Reproduce the rows below word for word, from the first row through the row that contains "[247,308,320,337]". Leave out the pictures.
** START OF Data extract **
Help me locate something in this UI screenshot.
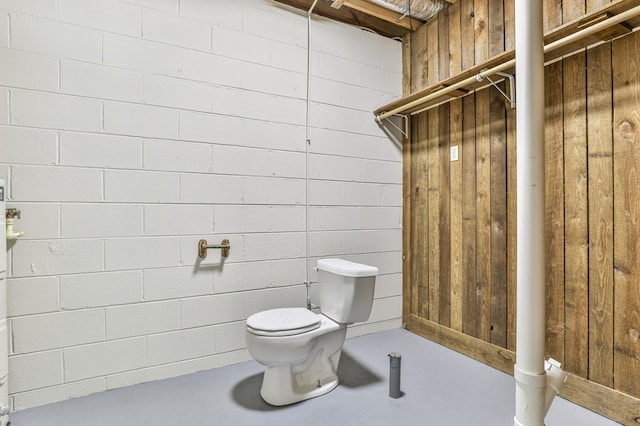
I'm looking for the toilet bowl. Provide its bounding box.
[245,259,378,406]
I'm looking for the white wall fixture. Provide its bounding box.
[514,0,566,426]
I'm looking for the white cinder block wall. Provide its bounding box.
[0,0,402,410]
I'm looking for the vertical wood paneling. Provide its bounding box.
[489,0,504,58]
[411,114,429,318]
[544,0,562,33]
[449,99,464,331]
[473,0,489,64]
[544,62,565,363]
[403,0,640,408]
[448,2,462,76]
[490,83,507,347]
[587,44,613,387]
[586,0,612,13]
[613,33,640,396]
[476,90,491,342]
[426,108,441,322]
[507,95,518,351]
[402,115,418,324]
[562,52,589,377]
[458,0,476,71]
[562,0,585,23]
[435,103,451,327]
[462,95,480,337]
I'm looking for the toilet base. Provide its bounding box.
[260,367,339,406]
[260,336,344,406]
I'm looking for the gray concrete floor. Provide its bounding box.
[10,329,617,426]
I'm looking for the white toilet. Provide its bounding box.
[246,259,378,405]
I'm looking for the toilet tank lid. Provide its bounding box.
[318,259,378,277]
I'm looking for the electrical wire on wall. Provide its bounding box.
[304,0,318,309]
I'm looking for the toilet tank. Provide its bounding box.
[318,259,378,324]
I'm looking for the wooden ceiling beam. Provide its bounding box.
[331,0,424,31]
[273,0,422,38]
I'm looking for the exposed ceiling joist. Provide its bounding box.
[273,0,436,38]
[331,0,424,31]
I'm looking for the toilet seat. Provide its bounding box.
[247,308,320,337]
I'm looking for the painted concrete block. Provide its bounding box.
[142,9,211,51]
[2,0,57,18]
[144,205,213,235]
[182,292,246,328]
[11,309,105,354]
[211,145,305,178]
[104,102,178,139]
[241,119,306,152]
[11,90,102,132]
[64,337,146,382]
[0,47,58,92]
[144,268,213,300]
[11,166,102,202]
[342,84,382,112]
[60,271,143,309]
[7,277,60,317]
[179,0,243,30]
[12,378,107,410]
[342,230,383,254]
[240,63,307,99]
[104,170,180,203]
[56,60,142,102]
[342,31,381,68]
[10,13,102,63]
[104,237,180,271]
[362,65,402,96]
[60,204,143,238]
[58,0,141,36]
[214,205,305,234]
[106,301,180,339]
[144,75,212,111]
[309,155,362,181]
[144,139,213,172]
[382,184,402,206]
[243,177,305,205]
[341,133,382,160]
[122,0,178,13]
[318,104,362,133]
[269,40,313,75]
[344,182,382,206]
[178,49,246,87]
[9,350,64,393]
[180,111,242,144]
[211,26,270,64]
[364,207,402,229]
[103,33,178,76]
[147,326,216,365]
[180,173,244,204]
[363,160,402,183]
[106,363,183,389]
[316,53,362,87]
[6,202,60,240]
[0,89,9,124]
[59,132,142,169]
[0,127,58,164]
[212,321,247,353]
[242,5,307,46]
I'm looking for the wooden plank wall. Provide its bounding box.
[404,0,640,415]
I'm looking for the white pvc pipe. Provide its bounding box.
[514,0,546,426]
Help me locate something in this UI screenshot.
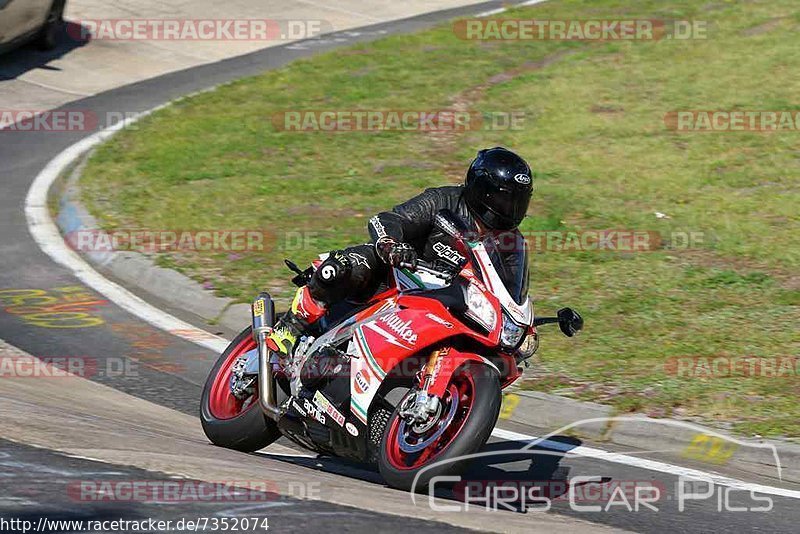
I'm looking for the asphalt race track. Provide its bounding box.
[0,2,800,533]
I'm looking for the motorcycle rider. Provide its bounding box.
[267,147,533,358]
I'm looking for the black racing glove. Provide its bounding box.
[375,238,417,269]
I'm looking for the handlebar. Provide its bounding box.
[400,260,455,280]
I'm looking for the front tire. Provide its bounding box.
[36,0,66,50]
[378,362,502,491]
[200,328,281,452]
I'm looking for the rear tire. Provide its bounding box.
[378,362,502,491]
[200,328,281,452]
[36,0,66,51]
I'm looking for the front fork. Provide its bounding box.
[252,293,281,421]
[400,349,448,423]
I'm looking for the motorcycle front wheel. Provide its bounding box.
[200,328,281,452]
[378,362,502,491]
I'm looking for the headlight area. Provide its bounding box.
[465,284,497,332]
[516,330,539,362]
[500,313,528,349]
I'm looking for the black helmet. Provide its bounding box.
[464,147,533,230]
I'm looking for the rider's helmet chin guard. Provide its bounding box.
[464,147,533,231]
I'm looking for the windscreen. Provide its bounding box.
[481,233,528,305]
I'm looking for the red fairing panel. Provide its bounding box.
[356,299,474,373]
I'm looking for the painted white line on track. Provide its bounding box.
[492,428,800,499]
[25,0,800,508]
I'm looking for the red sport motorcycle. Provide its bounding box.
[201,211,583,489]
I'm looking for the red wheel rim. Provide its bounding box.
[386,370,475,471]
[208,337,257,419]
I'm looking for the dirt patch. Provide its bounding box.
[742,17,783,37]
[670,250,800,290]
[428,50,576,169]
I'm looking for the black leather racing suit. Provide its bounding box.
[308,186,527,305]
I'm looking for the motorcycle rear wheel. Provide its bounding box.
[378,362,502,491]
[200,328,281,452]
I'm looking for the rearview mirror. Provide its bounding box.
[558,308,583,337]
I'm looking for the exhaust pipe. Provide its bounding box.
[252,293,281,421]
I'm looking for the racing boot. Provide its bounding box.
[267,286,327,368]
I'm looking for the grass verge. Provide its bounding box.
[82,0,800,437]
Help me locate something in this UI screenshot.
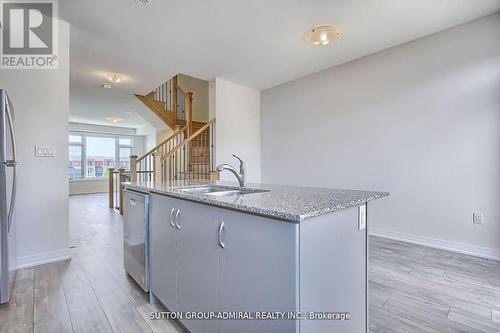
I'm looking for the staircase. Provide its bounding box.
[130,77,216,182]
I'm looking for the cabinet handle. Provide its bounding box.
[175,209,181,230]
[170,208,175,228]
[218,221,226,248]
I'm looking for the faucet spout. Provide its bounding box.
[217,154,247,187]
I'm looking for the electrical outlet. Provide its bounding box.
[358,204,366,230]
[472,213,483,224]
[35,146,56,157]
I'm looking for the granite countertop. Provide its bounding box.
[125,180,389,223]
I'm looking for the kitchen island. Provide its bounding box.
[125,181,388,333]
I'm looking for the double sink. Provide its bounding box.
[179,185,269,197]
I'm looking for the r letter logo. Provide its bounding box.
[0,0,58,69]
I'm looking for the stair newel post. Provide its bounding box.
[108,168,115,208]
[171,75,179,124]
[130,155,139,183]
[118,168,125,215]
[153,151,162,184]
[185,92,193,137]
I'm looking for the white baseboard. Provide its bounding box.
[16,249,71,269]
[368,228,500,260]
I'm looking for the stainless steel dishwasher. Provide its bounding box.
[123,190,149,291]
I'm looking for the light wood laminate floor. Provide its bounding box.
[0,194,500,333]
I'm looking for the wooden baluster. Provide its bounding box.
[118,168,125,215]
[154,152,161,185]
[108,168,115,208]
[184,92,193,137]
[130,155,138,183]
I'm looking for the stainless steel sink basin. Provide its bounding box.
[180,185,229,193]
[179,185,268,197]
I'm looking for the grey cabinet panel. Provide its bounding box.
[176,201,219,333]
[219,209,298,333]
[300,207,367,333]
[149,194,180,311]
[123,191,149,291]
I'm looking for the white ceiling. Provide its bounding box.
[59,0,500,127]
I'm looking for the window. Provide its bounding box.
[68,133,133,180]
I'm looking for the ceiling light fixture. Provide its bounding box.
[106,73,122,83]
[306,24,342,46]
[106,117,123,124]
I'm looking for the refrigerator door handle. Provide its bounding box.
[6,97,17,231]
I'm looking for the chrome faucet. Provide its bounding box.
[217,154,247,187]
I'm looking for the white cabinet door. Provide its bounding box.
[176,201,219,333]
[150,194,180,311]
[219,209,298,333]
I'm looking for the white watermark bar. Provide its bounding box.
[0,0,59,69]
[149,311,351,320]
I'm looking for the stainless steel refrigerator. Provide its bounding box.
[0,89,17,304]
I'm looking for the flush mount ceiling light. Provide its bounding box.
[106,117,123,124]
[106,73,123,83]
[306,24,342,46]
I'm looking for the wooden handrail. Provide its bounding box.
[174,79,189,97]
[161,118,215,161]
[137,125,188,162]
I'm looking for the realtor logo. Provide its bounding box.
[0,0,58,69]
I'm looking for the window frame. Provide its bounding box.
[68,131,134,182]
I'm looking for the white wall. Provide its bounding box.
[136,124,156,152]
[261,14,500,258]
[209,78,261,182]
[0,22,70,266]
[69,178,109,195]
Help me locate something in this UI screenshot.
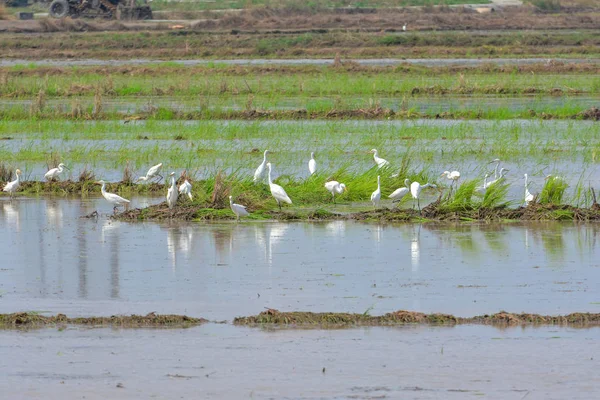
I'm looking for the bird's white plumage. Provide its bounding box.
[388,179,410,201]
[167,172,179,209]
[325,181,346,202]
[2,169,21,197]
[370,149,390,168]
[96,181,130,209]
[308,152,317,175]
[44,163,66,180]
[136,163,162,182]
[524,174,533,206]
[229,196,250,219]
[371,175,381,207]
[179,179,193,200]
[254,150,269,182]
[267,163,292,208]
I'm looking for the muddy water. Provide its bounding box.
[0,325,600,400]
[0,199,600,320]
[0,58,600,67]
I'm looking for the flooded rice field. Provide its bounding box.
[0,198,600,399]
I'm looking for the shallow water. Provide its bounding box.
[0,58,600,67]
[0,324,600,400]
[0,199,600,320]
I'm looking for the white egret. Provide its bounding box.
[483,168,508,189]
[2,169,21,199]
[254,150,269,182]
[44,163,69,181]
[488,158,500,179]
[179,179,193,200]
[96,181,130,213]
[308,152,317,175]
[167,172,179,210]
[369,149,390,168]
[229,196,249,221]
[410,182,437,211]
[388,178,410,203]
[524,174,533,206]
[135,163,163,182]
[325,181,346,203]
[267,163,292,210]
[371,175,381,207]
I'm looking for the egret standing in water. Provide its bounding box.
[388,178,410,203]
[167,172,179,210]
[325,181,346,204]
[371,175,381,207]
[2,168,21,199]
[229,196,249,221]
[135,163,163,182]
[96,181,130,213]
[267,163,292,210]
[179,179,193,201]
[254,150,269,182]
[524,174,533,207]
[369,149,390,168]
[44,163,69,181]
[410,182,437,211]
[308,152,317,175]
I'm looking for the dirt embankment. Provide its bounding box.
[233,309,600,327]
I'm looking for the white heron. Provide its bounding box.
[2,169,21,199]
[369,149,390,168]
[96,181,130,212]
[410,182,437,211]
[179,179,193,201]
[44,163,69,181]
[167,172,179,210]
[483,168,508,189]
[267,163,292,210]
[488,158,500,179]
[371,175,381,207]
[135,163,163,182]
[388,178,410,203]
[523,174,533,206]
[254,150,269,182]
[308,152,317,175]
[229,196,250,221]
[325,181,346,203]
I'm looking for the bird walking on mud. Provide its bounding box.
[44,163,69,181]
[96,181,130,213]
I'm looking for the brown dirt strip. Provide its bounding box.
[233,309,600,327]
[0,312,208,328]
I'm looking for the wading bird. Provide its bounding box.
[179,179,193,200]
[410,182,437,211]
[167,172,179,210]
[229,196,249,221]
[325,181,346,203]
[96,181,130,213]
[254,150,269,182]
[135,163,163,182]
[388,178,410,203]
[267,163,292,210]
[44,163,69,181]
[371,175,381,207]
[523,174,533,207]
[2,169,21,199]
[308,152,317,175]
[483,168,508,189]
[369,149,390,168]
** END OF Data extract **
» **Answer for this exercise**:
Help me locate something in this UI screenshot.
I'm looking for the toilet bowl. Provide its bounding box.
[245,259,378,406]
I'm looking for the white wall fixture. Provide its bounding box.
[514,0,566,426]
I'm looking for the white cinder block wall. Provide its bounding box.
[0,0,402,410]
I'm looking for the vertical wood paneling. Provide its bounding box.
[489,0,504,58]
[411,114,429,318]
[544,0,562,33]
[449,99,464,331]
[473,0,489,64]
[544,62,565,363]
[403,0,640,408]
[448,2,462,76]
[490,83,507,347]
[587,44,613,387]
[586,0,612,13]
[613,33,640,396]
[476,90,491,342]
[426,108,441,322]
[507,95,518,351]
[402,115,418,324]
[562,52,589,377]
[458,0,476,71]
[562,0,585,23]
[435,103,451,327]
[462,95,480,337]
I'm looking for the toilet base. Provide its bounding box.
[260,367,339,406]
[260,336,344,406]
I'm looking for the gray concrete floor. Provide its bounding box.
[10,329,617,426]
I'm looking for the white toilet. Provide its bounding box.
[246,259,378,405]
I'm looking for the toilet tank lid. Provide its bounding box.
[318,259,378,277]
I'm looking for the electrical wire on wall. Provide its bounding box.
[304,0,318,309]
I'm looking for the toilet tank. Provide its bounding box.
[318,259,378,324]
I'm looking for the wooden ceiling beam. Provide its bounding box.
[331,0,424,31]
[273,0,422,38]
I'm looking for the exposed ceiling joist. Provide its bounding box.
[273,0,436,38]
[331,0,424,31]
I'm looking for the toilet seat. Provide its bounding box.
[247,308,320,337]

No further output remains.